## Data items
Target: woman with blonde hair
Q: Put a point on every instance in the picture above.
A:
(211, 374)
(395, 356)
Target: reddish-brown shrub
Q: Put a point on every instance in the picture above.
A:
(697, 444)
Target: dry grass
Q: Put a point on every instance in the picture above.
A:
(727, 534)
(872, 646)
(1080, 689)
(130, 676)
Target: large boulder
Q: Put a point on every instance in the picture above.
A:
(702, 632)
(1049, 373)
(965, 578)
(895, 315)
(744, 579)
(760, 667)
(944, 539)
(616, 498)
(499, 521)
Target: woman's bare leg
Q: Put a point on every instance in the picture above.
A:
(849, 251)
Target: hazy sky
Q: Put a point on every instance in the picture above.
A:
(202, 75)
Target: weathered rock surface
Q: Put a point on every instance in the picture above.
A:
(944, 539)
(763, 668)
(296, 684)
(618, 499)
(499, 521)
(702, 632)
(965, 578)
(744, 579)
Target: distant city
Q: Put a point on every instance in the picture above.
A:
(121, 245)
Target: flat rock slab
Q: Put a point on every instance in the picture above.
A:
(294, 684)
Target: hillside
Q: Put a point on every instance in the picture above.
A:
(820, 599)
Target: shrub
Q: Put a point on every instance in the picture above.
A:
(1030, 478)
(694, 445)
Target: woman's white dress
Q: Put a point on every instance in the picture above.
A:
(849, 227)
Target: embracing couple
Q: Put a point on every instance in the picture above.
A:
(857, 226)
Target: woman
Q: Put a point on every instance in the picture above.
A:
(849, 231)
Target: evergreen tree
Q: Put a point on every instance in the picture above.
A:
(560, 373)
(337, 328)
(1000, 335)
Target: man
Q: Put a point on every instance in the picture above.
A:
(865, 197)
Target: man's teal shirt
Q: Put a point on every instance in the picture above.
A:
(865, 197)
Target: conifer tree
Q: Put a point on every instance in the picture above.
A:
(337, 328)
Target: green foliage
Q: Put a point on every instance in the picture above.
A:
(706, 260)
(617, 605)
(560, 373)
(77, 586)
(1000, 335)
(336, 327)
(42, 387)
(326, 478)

## STATED PROBLEM
Reproduce the lines above, starting with the line that contains "Target: dry grass" and running through the last line, with both ends included.

## TASK RESULT
Target: dry grass
Q: Put a point on every instance in the picture above.
A:
(727, 534)
(872, 646)
(1080, 689)
(130, 676)
Target: large boulder
Q: Put a point on every instance in the picture above.
A:
(702, 632)
(1049, 373)
(965, 578)
(895, 315)
(744, 579)
(760, 667)
(944, 539)
(616, 498)
(499, 521)
Target: woman's bare leg
Q: Put a point on every instance in the picture above.
A:
(849, 251)
Target: hazy sky
Q: Put a point on every instance in the picture above.
A:
(202, 75)
Target: weathered rock surface
Q: Put a point on every instance in the picture above.
A:
(944, 539)
(763, 668)
(296, 684)
(618, 499)
(499, 521)
(702, 632)
(965, 578)
(744, 579)
Target: distant city
Q: Put a point on every instance in the picture above.
A:
(121, 245)
Target: flat rock slab
Q: Put a point on every instance in the picture above.
A:
(294, 684)
Target: hillside
Q: Put a point on every instance in the picture above.
A:
(820, 599)
Target: shrub
Q: Put a point on every instance in the picture above.
A:
(1030, 478)
(694, 445)
Target: woman's white dress
Q: Put a point on every instance in the picture above.
A:
(849, 227)
Target: embracing couple
Q: Put a point on every instance in the picture above.
A:
(857, 226)
Target: woman
Q: Put a point on every instance in the picture above.
A:
(849, 231)
Target: evergreen tree
Q: Put a point on every instance in the picture above.
A:
(560, 373)
(337, 328)
(1000, 335)
Target: man
Q: Put a point on every instance in the picture above.
A:
(865, 197)
Target: man's teal shirt
Q: Put a point on every instance in the picture above.
A:
(865, 197)
Target: conifer tree
Q: Put a point on every instance in the picture above.
A:
(337, 328)
Target: green foliage
Q: Put a point on every instance in the picture above.
A:
(706, 260)
(617, 605)
(560, 373)
(77, 586)
(1000, 335)
(336, 327)
(42, 387)
(326, 478)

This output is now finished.